[What you should do] Tell how many lines in the data contain the string "blue", using a single number as the whole reply.

(Information Opens)

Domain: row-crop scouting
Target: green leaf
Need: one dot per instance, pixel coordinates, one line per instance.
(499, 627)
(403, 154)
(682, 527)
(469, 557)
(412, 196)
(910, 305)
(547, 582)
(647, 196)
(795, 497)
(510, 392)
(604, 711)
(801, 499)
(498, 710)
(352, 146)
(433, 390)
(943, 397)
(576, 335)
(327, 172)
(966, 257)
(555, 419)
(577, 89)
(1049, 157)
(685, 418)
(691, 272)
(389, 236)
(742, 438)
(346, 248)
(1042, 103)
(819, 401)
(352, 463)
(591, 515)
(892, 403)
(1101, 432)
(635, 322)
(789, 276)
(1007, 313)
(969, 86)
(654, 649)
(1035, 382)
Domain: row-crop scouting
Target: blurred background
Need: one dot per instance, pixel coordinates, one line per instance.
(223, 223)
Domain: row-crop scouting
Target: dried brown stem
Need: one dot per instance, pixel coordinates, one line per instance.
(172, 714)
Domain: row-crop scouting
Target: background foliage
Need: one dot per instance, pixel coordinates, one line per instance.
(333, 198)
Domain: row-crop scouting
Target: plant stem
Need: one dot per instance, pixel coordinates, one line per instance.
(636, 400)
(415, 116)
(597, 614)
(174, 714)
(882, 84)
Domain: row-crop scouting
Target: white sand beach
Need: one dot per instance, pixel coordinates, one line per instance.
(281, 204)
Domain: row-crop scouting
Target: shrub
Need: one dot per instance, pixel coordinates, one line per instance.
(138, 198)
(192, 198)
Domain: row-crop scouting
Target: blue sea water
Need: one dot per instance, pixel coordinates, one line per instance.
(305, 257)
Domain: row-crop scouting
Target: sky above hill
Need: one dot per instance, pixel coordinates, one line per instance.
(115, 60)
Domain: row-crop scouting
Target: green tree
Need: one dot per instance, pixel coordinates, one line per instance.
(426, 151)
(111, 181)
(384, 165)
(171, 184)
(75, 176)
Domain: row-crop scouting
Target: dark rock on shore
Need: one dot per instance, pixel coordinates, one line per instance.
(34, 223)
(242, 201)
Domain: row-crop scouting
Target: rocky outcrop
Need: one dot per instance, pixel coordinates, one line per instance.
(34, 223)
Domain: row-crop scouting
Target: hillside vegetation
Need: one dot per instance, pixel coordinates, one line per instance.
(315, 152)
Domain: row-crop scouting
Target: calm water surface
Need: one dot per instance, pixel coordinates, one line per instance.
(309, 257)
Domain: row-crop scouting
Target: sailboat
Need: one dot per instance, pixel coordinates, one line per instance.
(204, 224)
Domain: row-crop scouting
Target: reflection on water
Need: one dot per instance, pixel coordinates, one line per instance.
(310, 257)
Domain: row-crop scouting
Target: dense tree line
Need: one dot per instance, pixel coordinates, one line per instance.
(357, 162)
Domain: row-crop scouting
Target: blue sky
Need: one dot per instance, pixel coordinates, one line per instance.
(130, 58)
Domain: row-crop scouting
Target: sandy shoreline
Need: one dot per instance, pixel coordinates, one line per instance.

(Information Closes)

[Answer] 2